• Exercise:
From the data below, pull out each line that contains the word "person". Case counts.
>>>
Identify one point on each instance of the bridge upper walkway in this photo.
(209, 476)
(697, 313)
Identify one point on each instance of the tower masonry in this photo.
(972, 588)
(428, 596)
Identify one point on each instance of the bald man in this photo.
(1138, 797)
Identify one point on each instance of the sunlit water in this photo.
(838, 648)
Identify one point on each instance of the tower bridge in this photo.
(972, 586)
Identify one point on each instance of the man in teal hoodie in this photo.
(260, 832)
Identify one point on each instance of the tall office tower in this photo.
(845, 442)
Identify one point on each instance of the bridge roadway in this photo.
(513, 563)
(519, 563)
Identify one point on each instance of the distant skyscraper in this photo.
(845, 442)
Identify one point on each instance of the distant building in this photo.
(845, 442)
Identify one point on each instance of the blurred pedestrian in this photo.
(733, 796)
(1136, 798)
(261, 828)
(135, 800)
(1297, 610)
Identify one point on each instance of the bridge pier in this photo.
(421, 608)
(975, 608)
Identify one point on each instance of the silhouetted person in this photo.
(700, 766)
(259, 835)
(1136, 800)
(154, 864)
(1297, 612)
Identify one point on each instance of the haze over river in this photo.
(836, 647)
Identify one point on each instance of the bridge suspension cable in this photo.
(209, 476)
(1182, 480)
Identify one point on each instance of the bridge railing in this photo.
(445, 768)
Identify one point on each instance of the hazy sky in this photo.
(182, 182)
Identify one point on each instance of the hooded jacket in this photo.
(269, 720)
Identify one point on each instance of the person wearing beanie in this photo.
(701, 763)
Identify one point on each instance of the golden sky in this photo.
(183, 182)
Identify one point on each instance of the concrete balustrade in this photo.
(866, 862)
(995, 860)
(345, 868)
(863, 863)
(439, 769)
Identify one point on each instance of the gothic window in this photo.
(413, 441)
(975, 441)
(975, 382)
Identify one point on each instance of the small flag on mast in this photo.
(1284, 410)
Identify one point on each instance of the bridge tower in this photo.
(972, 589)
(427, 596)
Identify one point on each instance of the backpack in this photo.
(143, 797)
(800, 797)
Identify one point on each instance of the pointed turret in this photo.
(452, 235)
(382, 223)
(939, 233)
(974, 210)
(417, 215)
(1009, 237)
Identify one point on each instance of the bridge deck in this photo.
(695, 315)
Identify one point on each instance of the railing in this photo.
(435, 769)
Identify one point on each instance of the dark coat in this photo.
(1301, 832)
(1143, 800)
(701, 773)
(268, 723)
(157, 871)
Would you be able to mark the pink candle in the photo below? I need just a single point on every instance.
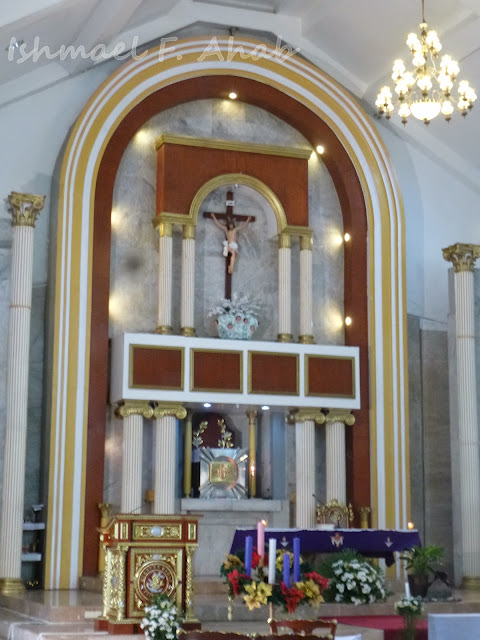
<<<
• Reply to the task:
Identify one point on each instance of the silhouetted person in this photo.
Identify one point on each instance of the person wearing beanie in this photo.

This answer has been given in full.